Dataset entries –
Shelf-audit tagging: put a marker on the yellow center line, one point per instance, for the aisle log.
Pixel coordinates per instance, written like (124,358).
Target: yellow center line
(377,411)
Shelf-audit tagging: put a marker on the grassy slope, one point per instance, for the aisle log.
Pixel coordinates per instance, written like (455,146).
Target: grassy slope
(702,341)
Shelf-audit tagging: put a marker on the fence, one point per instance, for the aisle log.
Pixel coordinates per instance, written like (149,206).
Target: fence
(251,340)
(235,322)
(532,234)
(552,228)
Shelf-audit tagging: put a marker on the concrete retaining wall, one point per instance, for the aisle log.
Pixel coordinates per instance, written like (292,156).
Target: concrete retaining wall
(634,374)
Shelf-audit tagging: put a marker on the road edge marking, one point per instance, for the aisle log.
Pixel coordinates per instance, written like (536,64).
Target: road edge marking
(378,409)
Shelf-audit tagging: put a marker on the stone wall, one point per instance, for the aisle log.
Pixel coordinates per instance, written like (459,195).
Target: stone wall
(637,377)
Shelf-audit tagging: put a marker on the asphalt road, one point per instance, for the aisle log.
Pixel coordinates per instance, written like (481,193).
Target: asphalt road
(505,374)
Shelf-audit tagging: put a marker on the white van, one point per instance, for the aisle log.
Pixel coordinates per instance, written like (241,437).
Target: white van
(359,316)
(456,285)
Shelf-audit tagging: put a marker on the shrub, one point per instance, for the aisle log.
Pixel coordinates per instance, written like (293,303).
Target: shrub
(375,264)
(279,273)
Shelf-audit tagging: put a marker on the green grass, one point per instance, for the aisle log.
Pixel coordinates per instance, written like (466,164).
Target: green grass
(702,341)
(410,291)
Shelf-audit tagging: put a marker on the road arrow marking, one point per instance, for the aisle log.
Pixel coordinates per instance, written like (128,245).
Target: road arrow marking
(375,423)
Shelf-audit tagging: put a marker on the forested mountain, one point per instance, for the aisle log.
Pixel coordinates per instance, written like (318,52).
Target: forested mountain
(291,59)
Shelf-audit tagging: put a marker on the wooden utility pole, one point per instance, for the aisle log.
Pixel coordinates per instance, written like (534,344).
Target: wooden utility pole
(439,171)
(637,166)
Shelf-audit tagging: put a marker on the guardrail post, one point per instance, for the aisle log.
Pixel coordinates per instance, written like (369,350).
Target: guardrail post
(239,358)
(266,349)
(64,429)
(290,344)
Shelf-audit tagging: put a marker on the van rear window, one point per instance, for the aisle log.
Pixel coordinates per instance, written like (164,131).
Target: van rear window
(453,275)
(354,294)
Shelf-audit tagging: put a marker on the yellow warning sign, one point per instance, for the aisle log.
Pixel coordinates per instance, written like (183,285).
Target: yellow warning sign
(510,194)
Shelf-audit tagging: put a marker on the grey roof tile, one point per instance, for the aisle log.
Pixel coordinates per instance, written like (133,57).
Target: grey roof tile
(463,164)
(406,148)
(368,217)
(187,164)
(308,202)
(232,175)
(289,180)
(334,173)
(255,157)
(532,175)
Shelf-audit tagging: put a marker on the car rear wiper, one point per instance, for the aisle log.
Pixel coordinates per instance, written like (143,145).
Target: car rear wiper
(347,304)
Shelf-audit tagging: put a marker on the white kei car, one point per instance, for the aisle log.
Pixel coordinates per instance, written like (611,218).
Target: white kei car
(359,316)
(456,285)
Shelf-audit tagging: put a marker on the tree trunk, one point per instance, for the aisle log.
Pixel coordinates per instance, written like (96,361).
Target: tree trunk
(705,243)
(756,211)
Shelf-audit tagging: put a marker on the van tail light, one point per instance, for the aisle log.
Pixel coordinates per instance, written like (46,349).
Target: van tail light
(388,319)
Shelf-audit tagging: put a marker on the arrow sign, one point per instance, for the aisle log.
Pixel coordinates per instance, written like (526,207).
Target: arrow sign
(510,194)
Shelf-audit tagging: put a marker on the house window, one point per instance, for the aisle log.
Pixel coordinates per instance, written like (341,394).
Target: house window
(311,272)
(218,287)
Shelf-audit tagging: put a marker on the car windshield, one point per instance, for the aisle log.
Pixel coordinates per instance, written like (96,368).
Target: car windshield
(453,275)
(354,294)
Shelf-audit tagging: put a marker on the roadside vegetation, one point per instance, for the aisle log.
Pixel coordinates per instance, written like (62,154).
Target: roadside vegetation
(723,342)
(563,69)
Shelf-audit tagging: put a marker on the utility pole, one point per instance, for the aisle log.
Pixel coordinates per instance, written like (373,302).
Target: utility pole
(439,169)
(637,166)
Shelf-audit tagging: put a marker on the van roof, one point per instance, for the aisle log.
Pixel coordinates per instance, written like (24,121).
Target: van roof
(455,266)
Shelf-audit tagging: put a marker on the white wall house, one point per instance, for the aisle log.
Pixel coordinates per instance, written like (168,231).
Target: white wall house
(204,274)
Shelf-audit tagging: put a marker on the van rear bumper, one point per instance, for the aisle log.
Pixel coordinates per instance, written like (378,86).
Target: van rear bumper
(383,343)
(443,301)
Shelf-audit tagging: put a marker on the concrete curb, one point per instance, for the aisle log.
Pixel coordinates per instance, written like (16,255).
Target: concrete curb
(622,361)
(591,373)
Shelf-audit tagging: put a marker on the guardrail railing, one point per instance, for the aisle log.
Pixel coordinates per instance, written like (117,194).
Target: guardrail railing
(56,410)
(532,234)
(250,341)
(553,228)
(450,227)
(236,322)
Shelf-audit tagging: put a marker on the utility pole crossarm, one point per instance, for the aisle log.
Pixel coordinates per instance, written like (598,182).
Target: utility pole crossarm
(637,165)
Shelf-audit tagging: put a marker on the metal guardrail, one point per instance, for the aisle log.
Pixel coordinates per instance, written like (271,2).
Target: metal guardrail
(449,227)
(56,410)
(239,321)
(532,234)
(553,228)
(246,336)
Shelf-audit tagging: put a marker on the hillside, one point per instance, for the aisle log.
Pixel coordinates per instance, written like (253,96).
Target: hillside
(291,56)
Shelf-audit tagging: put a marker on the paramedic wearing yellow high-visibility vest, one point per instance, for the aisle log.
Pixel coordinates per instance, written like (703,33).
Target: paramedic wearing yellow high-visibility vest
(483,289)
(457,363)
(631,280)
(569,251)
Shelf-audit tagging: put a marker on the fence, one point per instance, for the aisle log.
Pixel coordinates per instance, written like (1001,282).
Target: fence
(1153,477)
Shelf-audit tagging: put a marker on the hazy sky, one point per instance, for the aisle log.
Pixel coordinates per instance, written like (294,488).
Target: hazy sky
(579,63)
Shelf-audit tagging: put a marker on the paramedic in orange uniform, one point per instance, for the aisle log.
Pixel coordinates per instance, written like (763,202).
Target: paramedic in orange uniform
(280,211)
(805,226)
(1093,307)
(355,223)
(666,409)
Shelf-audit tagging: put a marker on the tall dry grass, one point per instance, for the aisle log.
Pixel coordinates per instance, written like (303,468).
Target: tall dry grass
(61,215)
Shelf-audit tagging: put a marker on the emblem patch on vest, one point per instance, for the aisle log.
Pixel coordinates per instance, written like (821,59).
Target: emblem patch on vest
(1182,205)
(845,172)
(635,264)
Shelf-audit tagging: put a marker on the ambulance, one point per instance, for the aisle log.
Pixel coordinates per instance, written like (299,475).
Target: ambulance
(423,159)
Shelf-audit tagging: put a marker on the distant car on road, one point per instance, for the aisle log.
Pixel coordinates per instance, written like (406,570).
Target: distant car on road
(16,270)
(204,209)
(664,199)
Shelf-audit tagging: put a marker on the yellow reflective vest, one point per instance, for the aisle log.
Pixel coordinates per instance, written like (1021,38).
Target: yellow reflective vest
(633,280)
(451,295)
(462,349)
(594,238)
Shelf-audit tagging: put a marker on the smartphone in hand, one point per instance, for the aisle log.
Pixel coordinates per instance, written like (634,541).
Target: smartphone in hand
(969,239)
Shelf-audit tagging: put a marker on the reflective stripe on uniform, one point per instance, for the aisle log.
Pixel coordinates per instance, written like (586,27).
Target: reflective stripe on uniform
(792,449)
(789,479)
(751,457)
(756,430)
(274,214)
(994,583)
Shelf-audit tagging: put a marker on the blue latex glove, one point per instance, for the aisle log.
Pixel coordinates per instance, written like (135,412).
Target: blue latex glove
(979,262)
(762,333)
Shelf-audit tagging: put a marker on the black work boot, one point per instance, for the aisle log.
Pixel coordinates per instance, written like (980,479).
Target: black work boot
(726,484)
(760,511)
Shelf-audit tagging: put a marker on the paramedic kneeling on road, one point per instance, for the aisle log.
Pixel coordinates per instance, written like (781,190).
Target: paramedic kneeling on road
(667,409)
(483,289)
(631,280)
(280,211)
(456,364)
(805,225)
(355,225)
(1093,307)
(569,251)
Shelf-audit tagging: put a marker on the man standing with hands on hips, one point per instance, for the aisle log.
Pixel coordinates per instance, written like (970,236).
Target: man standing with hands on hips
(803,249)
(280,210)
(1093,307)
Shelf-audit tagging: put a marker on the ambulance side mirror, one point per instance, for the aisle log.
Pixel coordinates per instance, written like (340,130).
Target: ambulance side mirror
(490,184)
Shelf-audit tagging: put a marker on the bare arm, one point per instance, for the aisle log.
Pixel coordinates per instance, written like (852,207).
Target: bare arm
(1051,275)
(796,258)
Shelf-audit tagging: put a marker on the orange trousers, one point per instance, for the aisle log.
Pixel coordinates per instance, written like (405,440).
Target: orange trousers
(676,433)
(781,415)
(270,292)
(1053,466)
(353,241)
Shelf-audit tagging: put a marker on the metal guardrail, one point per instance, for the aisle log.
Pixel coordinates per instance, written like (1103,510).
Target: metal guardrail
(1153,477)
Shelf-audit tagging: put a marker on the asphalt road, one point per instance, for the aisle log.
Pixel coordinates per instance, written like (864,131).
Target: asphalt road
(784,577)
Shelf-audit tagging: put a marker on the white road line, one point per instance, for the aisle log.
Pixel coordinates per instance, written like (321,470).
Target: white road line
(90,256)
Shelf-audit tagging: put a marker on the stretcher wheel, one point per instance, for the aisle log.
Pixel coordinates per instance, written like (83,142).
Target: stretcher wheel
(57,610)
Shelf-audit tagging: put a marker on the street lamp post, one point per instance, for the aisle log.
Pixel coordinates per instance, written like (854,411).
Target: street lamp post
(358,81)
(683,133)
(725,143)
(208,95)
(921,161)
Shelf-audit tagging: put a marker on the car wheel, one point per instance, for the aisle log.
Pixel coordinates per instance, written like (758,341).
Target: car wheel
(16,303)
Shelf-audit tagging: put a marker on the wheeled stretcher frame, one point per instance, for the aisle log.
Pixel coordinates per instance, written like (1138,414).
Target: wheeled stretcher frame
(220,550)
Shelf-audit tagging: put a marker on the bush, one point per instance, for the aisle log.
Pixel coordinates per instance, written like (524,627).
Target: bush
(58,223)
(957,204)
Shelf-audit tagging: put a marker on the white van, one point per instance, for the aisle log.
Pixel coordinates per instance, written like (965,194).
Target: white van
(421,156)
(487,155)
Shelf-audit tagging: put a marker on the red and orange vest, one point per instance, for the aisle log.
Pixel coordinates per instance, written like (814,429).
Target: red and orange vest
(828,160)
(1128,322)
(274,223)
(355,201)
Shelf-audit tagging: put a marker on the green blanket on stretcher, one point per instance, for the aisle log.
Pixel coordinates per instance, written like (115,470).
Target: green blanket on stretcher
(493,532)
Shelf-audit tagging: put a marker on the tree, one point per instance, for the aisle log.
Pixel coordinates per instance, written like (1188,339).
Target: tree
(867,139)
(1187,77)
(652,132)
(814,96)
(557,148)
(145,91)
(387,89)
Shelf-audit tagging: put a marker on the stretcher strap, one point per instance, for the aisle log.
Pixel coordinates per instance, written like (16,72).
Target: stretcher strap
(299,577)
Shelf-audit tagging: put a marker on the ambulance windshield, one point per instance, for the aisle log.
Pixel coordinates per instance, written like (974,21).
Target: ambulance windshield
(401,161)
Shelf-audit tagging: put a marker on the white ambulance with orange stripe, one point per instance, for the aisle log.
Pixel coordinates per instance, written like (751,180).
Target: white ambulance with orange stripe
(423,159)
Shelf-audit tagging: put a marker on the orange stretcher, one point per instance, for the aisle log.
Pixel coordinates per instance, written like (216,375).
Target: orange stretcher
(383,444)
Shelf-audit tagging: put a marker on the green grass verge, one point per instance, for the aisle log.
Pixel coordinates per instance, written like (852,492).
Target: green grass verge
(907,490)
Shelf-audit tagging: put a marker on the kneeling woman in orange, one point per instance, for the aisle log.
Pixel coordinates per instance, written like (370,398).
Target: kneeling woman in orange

Required work –
Copy out everything from the line with "ambulance windshield, one" down to the end of the data, requests included. Scale each answer's point coordinates by 2.05 and round to whole numbers, with halves going up, but leave the sample coordinates in the requests as they are.

Task result –
Shelf-audit tagging: put a marker on the ambulance windshield, one point per instance, for the aisle log.
Pixel coordinates per instance, written like (974,21).
Target: ambulance windshield
(822,330)
Shelf-audit tagging: put a marker on the white ambulance with orange stripe, one point per instance, for the aisle log.
Pixel coordinates per instance, written like (751,180).
Target: white ambulance with orange stripe
(867,326)
Shelf-audit tagging: put a marker on the orange stretcher, one point per instance, for the aisle log.
Pixel coordinates per instance, written like (216,375).
Target: orange stretcher
(785,910)
Shelf-audit tagging: put a marker on the green grass verge, one point per instance, for the aisle log.
Pixel coordinates per instance, written like (852,492).
Target: green grass verge
(1859,1005)
Shelf-audit tagging: put a marker on the kneeling woman in orange, one point per instance, for the aisle log.
Pixel coordinates per instance, written like (370,398).
Target: kneeling woman in orange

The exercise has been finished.